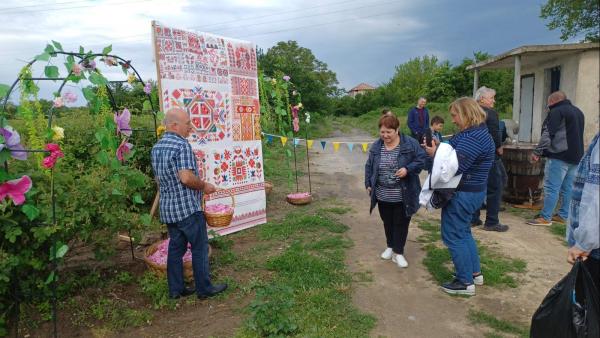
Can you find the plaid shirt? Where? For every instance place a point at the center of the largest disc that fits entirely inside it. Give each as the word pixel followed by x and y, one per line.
pixel 171 154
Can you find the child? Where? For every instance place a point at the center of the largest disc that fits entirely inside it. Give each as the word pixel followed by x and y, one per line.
pixel 437 124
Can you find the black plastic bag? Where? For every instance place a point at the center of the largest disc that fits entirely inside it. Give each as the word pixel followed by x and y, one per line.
pixel 570 309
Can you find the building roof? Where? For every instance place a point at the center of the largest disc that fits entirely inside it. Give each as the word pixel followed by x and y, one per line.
pixel 362 86
pixel 533 54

What you need to do
Every entry above should come back exactly as written, except for its pictures.

Reply to the task
Can you find the plaid shirt? Where? For every instance place a point at the center of the largest disc that fits entirely inside it. Give each as the word pixel followed by x and y, one per line.
pixel 171 154
Can you find the child? Where? For every instance place a point at the center of the largest disc that fits entirely inside it. Give each as the word pixel followed by x and y, one per line.
pixel 437 124
Can you find the black plastic bag? Where? For every instance place a point at the center of the largest disc that fits entirely inside it. Give each as the word pixel followed by x and y, one per line.
pixel 570 309
Can you find the building roof? Where? For every instance place a point at the center of the largest disc that fits entirely inside it. Give each as the word pixel followed by x and y, one per line.
pixel 362 86
pixel 533 54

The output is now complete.